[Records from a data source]
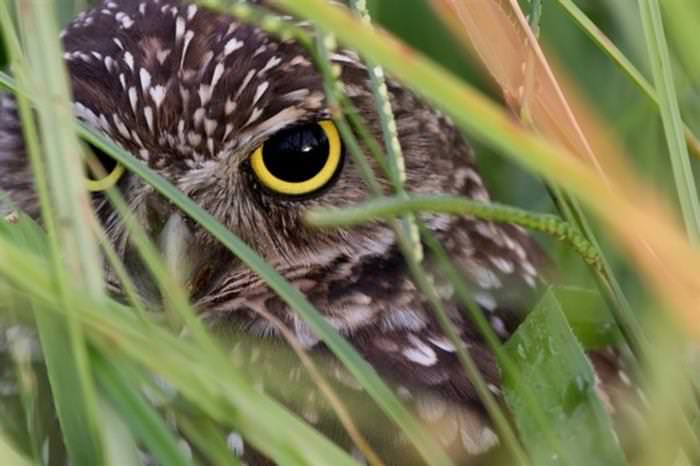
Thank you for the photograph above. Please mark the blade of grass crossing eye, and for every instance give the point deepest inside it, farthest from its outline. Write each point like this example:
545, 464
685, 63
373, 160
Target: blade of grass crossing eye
670, 114
360, 369
189, 207
556, 368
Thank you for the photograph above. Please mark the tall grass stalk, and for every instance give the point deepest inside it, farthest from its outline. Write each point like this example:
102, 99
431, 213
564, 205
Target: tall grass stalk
670, 114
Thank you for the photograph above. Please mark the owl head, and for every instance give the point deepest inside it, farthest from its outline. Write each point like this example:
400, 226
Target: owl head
237, 120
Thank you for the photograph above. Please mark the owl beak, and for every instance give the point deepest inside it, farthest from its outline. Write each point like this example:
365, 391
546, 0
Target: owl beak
176, 244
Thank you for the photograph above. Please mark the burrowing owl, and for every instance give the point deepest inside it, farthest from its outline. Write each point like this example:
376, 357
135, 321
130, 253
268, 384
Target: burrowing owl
238, 120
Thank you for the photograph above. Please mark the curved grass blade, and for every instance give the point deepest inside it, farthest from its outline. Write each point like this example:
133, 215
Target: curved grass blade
671, 117
557, 370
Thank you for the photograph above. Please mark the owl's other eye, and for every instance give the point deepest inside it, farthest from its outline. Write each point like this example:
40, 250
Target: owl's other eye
299, 160
112, 170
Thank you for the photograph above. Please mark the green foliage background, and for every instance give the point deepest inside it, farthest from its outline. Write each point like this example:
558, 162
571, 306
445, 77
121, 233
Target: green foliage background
629, 114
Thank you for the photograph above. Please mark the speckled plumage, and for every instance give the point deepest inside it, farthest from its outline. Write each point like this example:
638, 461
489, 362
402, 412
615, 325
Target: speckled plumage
191, 93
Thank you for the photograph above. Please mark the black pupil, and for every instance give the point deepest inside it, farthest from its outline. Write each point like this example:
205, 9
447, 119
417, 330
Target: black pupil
296, 154
107, 162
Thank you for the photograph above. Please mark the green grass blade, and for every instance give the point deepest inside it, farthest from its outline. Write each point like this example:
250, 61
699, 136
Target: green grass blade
74, 254
558, 372
671, 116
142, 419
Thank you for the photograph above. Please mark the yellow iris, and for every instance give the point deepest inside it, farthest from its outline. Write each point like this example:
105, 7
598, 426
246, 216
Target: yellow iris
106, 182
317, 178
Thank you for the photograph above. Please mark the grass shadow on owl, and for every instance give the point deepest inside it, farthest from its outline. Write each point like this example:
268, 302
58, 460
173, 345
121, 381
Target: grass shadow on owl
237, 120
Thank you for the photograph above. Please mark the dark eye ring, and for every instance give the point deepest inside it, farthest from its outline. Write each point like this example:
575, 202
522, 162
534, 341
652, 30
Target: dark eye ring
113, 171
298, 160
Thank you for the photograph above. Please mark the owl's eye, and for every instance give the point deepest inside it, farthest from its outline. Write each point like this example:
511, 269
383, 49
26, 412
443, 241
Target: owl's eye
299, 160
99, 162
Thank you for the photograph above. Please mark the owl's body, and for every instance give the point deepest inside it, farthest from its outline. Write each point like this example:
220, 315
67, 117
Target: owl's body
192, 94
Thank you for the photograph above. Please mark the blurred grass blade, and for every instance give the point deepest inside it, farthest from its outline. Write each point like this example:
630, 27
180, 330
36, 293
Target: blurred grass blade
662, 256
588, 316
11, 457
683, 18
558, 372
74, 255
657, 48
138, 414
503, 40
607, 46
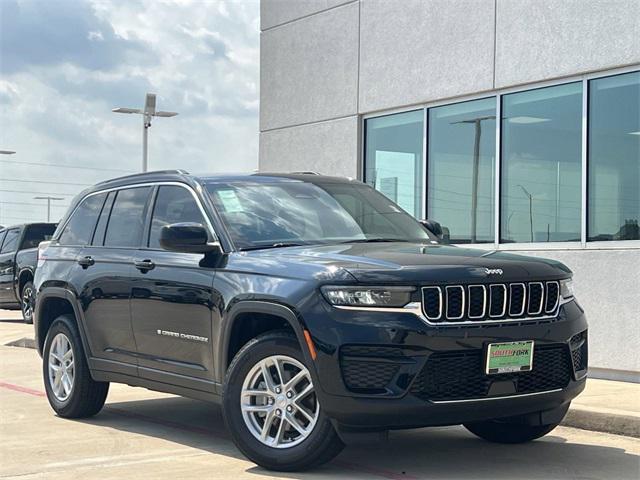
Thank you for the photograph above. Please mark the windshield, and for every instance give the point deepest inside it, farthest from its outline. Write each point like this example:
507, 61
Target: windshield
262, 215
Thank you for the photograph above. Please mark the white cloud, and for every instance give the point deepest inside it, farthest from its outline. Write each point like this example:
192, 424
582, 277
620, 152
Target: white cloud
57, 91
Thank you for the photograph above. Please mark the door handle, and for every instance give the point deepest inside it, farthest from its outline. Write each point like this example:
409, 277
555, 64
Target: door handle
144, 265
86, 262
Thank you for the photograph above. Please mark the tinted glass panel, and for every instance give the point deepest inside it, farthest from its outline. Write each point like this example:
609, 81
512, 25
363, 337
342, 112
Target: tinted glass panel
541, 165
393, 158
36, 234
614, 158
259, 215
173, 205
126, 221
80, 227
460, 191
11, 241
98, 236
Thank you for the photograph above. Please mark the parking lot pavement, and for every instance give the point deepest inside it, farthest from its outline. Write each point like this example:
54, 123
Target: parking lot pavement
143, 434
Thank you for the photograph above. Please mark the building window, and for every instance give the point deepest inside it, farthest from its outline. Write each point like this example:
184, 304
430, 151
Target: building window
541, 165
461, 169
614, 158
393, 158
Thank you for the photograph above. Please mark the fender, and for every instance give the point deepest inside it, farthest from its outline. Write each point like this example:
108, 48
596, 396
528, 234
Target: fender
16, 283
258, 306
65, 294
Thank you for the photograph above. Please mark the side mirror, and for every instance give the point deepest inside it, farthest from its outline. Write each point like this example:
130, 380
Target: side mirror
433, 226
187, 238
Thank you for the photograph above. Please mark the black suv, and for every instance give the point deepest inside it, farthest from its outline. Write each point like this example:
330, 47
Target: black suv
315, 309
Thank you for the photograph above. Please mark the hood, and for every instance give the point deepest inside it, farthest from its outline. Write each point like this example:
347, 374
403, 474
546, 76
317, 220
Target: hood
400, 262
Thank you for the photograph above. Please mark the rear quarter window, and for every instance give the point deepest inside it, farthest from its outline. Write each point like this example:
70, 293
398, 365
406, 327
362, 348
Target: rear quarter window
11, 241
79, 228
126, 222
36, 234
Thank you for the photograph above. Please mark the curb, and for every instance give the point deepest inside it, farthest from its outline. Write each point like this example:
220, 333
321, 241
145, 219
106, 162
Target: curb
607, 421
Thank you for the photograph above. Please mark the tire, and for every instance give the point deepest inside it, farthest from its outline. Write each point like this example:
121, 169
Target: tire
504, 431
27, 301
84, 397
289, 449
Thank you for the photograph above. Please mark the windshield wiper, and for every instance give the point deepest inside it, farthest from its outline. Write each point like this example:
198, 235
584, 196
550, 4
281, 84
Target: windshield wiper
274, 245
374, 240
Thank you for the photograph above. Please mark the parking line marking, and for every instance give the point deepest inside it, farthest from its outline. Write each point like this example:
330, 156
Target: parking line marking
204, 431
21, 389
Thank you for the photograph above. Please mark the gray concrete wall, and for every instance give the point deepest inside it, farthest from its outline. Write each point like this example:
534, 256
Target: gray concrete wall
324, 63
607, 286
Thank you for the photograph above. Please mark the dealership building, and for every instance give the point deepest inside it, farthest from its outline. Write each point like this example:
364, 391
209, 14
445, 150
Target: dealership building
513, 123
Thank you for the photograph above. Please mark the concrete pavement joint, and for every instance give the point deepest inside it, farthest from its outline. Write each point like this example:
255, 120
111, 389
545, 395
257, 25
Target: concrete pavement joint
203, 431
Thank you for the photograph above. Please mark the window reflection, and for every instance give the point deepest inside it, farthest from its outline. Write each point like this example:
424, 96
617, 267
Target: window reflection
461, 161
614, 158
393, 158
541, 165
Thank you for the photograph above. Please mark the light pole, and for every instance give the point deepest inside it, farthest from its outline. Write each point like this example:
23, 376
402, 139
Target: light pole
148, 112
477, 123
526, 192
6, 152
48, 199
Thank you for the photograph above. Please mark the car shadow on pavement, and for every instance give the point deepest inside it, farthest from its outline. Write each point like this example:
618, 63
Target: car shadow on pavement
450, 453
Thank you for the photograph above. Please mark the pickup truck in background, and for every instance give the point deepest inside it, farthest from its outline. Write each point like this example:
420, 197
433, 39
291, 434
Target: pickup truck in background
18, 260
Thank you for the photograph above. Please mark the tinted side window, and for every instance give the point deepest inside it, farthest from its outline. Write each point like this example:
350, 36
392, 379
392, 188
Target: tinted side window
80, 227
36, 234
126, 221
101, 228
173, 204
11, 241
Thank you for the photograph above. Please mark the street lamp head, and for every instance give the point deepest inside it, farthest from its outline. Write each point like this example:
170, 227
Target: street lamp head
150, 104
165, 114
126, 110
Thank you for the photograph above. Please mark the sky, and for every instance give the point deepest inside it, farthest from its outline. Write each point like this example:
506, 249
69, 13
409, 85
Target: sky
64, 64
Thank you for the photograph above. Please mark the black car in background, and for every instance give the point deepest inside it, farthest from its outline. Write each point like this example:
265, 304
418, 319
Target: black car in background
18, 259
313, 308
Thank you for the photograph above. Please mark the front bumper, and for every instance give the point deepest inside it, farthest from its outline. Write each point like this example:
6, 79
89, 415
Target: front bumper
399, 398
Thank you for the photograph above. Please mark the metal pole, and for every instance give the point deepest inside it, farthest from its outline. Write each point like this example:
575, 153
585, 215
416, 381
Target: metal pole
474, 185
146, 123
531, 215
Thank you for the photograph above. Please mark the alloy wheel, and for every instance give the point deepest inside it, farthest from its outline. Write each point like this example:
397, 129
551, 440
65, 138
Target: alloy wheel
278, 402
61, 367
27, 303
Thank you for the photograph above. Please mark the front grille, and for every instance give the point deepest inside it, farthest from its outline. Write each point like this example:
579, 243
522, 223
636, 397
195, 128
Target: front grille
361, 375
461, 376
369, 368
459, 303
579, 351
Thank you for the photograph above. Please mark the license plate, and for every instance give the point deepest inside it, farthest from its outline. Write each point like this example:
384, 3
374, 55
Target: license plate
509, 357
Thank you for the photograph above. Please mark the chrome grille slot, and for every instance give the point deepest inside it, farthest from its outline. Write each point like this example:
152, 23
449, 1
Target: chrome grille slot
517, 299
553, 297
432, 302
455, 302
497, 300
490, 302
536, 298
477, 301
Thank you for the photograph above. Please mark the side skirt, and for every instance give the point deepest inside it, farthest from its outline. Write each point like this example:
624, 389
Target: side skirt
134, 381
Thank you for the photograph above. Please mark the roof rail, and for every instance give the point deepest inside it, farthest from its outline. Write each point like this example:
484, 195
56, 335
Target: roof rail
144, 174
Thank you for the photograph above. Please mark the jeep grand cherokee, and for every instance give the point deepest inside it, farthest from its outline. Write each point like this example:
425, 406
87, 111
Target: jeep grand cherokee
313, 308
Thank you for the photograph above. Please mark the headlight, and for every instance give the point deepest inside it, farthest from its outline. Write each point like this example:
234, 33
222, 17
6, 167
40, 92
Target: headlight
368, 296
566, 288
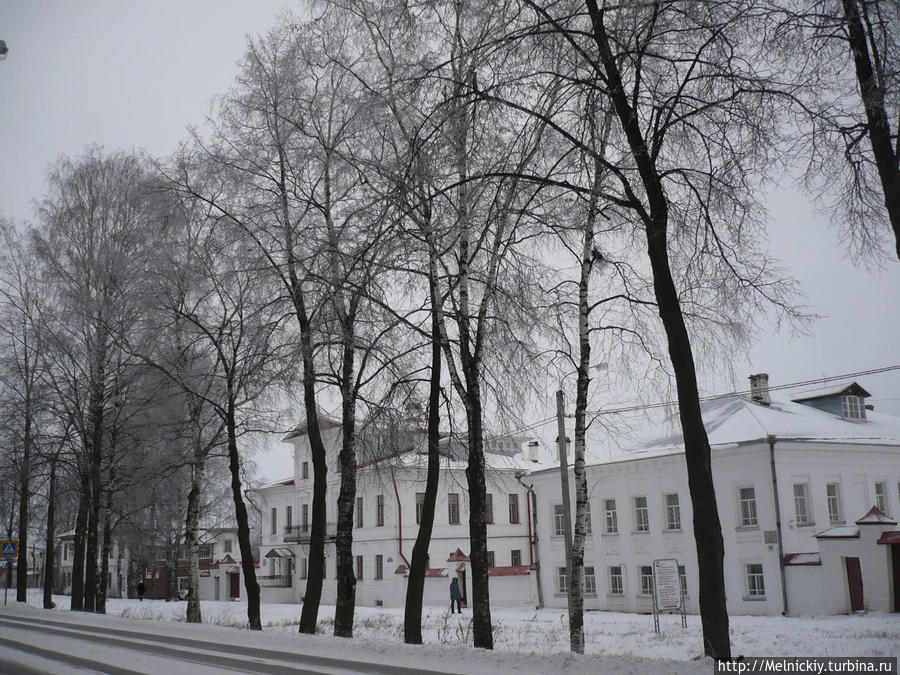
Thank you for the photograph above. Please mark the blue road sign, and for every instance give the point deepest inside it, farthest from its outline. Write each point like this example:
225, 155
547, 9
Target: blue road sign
9, 548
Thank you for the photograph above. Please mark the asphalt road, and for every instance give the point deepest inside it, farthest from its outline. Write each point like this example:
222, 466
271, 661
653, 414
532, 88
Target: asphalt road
30, 644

WHAT TO DO:
Starting at the line that contains "Thank you for the photograph above. Please mark the blue" and continuing through the end of the items, reproduce those lines with "asphalt road" replaced by "paved road" and nothing else altered.

RESPONSE TO THE TASK:
Thank you for the photograph above. Please mark the blue road sign, and for every instance give the point deepest inside it, farthest from its outline. Write each point like this example:
225, 155
547, 9
Target: blue road sign
9, 548
Thank you for the photograph above. Please mark the paved road, and for every instance give the point deepest inside it, farthest from its outline. Write each point like this example:
222, 466
271, 661
653, 414
532, 88
Target: paved road
30, 644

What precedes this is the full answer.